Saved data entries
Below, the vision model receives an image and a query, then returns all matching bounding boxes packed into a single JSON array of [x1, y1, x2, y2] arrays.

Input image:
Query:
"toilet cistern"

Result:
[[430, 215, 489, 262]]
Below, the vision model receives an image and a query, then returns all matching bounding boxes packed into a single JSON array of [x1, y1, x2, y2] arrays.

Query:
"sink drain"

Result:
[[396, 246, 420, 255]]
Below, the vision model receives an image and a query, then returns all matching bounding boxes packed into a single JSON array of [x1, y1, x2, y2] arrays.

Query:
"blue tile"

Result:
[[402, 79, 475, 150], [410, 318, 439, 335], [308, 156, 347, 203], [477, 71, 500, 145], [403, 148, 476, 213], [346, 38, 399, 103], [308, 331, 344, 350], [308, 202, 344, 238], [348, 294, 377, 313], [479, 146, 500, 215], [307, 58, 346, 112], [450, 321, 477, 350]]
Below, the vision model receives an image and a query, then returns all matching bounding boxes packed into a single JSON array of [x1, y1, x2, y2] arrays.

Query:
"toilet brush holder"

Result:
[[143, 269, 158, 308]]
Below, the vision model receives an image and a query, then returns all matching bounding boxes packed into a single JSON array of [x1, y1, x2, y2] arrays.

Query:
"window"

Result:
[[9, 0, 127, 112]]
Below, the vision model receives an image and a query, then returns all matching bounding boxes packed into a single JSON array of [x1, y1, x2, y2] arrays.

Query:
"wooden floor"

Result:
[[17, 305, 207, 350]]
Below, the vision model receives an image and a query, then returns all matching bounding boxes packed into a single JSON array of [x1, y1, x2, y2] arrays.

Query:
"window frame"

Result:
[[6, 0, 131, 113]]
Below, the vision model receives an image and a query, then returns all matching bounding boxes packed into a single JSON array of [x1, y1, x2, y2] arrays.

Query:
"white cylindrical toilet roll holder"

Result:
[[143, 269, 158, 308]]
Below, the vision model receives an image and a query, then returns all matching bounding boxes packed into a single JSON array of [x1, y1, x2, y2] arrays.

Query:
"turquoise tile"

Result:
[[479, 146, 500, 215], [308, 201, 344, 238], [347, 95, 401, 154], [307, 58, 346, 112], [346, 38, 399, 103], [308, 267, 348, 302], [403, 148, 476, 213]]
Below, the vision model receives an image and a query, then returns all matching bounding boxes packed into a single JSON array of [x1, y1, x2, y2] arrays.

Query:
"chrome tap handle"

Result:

• **What is being asked**
Look through the entries and copy every line in which the string "toilet" appears.

• **Output of the exercise**
"toilet cistern"
"toilet brush holder"
"white cylindrical toilet roll holder"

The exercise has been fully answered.